Scale the data from the line containing "[indicate] smartphone (a" through the end, including both of those lines. Rewrite those lines with every x and y coordinate in the answers multiplied by 2.45 and rounded to whole numbers, rounding halves up, while leaving the requests and their sample coordinates unchanged.

◆ ◆ ◆ ◆

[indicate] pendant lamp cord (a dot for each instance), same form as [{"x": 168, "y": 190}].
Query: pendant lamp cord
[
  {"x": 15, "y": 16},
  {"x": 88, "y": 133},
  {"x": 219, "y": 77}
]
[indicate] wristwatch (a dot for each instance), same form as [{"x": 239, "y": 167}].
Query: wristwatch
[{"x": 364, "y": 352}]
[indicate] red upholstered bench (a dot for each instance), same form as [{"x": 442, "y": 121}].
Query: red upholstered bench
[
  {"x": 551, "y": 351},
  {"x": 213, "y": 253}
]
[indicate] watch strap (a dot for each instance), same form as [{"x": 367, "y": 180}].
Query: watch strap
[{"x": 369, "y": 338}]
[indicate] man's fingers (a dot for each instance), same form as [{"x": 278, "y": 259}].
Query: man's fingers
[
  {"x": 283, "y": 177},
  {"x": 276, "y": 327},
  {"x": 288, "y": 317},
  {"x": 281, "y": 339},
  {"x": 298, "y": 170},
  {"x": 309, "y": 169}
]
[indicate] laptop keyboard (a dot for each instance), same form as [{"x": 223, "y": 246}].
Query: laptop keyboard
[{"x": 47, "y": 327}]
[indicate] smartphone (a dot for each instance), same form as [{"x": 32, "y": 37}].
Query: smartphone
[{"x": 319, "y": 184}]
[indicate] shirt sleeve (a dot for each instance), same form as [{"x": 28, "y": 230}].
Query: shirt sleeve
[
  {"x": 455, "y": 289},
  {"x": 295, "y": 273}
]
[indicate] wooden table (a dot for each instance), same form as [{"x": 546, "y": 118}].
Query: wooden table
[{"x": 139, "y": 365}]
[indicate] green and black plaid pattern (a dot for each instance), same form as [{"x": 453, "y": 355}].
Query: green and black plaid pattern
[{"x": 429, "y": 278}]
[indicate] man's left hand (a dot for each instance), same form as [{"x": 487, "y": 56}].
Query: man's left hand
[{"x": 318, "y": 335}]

◆ ◆ ◆ ◆

### Answer to this problem
[indicate] smartphone (a dot for each instance), same form as [{"x": 32, "y": 37}].
Query: smartphone
[{"x": 782, "y": 451}]
[indicate] shirt sleeve (a dot for each instance), same form as [{"x": 28, "y": 230}].
Query: shirt sleeve
[
  {"x": 1115, "y": 708},
  {"x": 723, "y": 669}
]
[indicate] wooden table (a dot for each instance), same form as [{"x": 546, "y": 118}].
Query: wooden table
[{"x": 341, "y": 894}]
[indicate] green and black plaid pattern (a dot for each instance), same form as [{"x": 453, "y": 355}].
Query: green and black plaid pattern
[{"x": 1051, "y": 681}]
[indicate] man's left hand (a dot for each instance), same form as [{"x": 487, "y": 56}].
Query: man's left hand
[{"x": 779, "y": 821}]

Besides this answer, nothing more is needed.